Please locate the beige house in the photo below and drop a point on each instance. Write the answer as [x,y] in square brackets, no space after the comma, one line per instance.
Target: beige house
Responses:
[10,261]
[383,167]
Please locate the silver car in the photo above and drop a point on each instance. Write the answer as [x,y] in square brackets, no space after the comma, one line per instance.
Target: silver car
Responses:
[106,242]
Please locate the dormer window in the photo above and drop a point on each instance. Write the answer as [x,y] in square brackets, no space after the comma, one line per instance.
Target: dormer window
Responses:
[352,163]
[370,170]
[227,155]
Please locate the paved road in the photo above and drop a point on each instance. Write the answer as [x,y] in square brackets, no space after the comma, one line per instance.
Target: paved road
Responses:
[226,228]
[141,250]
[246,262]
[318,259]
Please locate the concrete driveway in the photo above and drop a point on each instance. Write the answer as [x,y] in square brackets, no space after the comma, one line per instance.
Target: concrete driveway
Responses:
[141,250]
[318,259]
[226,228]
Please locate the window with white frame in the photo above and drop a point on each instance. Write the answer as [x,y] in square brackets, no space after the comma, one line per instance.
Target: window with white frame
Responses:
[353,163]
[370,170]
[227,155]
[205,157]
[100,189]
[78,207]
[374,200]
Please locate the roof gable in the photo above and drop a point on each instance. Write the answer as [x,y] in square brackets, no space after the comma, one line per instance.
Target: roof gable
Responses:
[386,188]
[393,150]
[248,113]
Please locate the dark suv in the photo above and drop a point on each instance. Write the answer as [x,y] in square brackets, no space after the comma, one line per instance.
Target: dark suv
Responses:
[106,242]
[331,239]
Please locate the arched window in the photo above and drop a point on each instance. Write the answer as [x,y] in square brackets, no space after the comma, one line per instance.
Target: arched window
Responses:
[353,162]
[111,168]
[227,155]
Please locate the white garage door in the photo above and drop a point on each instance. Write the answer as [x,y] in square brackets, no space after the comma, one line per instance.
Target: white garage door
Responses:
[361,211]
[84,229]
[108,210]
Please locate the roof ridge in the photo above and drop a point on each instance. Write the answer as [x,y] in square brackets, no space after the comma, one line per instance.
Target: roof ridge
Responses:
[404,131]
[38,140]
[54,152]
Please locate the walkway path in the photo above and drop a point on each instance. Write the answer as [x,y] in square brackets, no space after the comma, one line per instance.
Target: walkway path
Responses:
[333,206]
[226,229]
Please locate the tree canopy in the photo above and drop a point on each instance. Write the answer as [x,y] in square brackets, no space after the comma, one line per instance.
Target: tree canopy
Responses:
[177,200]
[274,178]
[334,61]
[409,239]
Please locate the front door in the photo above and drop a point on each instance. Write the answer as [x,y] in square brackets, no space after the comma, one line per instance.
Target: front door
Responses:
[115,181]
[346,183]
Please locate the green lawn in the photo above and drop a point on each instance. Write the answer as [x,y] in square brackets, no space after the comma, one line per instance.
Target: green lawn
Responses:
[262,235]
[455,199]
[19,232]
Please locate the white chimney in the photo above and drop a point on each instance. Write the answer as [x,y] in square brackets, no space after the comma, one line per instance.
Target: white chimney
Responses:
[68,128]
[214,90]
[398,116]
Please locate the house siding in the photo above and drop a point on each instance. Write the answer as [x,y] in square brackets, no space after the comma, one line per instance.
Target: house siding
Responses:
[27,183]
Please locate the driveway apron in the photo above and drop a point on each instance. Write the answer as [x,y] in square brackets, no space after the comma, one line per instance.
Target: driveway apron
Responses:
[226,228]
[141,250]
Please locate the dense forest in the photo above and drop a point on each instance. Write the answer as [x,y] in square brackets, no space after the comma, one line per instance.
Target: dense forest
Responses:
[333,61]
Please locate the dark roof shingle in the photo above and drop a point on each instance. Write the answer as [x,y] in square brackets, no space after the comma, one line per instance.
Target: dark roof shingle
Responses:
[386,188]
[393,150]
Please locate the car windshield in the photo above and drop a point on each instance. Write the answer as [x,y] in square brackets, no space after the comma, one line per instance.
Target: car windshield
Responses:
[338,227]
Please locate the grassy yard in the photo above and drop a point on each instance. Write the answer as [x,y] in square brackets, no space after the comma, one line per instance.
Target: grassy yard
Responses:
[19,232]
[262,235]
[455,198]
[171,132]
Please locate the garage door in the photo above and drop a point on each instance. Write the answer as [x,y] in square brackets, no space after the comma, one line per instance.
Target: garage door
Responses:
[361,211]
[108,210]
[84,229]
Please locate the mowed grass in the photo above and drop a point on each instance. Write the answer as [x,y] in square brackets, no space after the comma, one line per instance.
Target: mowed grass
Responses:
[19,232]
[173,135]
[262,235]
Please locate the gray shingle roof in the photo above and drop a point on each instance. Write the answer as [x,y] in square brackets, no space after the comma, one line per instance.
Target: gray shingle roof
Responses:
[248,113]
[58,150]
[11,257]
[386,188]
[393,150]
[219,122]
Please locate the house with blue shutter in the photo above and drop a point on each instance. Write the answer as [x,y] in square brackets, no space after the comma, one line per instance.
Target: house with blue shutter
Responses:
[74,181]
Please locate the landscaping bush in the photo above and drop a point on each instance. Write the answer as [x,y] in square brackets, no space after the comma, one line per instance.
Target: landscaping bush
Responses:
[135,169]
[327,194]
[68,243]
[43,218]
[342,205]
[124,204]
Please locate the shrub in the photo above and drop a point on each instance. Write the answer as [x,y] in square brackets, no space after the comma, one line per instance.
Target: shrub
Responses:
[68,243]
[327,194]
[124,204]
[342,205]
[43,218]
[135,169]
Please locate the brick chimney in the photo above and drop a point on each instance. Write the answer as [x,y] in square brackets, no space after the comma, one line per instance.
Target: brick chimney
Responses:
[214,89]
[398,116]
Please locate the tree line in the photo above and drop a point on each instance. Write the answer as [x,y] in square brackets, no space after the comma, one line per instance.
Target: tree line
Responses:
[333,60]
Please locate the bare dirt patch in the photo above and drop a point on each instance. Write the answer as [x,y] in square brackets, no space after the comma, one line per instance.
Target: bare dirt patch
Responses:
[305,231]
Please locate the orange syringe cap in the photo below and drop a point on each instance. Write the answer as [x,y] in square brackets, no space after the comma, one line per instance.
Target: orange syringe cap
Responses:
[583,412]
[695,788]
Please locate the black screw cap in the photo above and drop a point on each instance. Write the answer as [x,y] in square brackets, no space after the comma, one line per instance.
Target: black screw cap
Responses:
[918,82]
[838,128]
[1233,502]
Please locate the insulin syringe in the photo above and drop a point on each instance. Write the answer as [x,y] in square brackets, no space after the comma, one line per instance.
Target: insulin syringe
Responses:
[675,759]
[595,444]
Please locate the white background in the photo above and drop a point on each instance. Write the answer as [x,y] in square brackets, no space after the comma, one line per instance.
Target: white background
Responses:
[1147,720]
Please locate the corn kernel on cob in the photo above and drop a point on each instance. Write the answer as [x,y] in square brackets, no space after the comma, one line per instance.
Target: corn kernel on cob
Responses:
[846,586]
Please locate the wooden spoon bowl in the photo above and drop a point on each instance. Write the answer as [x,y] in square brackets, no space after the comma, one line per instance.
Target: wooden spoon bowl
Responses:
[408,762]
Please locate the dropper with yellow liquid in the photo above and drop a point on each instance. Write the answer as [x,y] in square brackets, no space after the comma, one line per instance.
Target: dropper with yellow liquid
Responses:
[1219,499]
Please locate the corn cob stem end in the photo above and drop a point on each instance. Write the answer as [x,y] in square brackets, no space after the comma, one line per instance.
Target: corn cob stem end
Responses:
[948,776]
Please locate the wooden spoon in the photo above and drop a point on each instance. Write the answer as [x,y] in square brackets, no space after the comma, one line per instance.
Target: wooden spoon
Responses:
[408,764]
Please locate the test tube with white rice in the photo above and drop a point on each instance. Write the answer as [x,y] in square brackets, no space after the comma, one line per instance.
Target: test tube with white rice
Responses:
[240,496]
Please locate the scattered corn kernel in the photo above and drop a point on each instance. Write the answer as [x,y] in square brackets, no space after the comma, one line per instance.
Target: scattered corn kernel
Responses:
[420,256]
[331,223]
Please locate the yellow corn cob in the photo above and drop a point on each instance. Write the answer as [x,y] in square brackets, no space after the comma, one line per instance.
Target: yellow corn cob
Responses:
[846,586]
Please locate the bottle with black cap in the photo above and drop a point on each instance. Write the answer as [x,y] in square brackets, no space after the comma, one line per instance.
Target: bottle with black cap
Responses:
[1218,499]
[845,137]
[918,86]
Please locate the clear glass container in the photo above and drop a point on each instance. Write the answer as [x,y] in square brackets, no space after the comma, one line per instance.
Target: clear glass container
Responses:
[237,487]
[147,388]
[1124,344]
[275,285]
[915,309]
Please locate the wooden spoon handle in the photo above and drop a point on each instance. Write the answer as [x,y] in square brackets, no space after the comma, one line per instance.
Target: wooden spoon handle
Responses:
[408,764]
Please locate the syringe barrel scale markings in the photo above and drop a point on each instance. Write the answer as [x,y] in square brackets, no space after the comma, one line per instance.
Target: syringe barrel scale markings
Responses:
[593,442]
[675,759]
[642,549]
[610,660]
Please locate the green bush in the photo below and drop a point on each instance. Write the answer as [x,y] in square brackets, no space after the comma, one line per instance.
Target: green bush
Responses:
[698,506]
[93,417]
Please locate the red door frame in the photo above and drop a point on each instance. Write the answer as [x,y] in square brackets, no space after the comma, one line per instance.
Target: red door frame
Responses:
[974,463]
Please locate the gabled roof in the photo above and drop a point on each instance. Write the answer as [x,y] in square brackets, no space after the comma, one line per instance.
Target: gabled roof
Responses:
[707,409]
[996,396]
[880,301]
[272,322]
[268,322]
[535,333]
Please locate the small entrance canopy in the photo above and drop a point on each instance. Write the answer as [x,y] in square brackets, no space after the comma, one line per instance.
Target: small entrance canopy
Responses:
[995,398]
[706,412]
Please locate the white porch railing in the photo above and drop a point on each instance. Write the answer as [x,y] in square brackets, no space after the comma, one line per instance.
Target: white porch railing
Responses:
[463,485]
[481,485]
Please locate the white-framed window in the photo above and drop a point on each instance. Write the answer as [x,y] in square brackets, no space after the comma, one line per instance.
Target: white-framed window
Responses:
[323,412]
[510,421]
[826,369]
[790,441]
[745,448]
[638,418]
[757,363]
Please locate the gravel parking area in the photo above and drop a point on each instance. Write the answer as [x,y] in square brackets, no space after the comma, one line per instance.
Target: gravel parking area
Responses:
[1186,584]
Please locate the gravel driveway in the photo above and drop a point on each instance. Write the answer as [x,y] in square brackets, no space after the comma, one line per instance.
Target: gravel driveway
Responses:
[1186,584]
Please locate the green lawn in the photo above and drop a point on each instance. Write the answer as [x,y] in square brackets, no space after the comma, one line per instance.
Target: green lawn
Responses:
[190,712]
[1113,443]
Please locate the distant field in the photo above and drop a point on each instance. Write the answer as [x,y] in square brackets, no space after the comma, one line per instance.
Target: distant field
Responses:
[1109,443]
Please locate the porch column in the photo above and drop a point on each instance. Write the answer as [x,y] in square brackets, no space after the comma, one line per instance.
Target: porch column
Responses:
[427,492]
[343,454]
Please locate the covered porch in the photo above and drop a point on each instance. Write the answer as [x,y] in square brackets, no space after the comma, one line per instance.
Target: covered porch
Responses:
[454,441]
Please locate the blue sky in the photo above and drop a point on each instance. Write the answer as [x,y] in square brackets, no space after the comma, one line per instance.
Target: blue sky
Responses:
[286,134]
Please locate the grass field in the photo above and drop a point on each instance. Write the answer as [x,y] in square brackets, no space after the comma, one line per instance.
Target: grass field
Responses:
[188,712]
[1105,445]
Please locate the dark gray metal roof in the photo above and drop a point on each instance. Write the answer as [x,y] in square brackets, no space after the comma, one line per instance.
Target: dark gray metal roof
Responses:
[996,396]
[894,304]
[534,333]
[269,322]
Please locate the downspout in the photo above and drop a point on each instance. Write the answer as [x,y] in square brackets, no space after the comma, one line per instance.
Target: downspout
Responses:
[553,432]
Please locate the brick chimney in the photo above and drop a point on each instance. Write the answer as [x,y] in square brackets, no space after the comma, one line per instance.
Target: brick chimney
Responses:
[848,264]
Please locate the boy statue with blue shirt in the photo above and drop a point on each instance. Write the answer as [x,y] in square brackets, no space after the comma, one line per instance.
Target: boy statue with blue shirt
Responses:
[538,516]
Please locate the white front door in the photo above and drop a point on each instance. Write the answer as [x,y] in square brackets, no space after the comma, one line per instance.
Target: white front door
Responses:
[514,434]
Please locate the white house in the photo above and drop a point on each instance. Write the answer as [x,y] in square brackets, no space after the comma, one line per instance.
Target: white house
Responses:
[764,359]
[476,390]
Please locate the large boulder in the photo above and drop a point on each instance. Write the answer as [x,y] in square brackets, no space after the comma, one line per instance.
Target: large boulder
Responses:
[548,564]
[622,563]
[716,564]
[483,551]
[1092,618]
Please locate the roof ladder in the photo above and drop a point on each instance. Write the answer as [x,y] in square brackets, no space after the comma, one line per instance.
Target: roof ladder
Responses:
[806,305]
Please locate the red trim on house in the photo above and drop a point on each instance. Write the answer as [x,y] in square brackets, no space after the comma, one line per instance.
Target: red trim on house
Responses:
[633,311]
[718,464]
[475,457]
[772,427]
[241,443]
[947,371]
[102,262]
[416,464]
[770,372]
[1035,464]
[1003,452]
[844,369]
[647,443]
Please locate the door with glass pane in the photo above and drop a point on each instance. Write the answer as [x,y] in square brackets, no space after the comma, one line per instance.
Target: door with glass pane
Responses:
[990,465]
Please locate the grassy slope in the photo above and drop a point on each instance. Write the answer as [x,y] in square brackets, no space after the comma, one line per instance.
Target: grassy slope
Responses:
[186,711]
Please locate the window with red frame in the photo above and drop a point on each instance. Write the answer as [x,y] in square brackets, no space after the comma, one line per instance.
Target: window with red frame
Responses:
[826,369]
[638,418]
===============
What the task requires — Your reply should be only the number of lines in the records above that include "shutter".

Task solution — 2